Written exercise
Reproduce the lines below word for word, leaving out the pictures.

Material provided

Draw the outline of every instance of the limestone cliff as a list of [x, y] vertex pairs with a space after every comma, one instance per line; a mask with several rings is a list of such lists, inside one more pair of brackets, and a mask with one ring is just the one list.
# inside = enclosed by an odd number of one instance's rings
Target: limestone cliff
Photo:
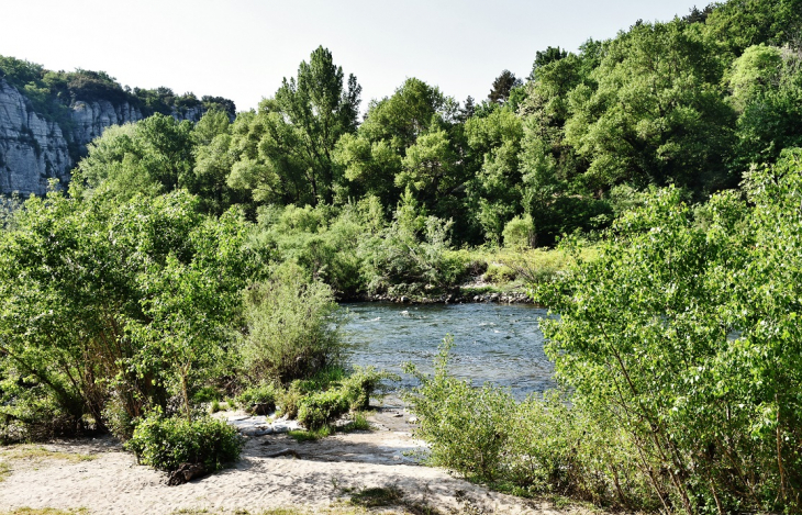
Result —
[[0, 79], [0, 192], [42, 194], [48, 179], [69, 179], [73, 160], [55, 122], [31, 109], [31, 102]]
[[[76, 149], [83, 152], [105, 127], [145, 117], [129, 102], [108, 100], [78, 99], [70, 110], [71, 121], [63, 128], [34, 112], [25, 96], [0, 78], [0, 193], [44, 194], [48, 181], [54, 178], [66, 186], [75, 165], [70, 143], [75, 156]], [[204, 111], [200, 105], [174, 108], [172, 116], [197, 122]]]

Result
Draw the outline of every instance of the limestone cliff as a list of [x, y] vertex pairs with a space after every comma, one instance per line; a mask with several rings is a list of such lists, inside one more pair of brackets, and a mask with one ring is just the one list.
# inside = enclosed by an odd number of one instance's rings
Target: limestone cliff
Photo:
Result —
[[0, 79], [0, 192], [42, 194], [48, 179], [69, 179], [73, 160], [55, 122], [31, 109], [31, 102]]
[[[76, 149], [83, 152], [105, 127], [145, 117], [129, 102], [108, 100], [78, 99], [70, 110], [71, 121], [63, 128], [34, 112], [25, 96], [0, 78], [0, 193], [44, 194], [48, 181], [54, 178], [66, 186], [75, 165], [70, 143], [75, 156]], [[204, 111], [200, 105], [174, 108], [172, 116], [197, 122]]]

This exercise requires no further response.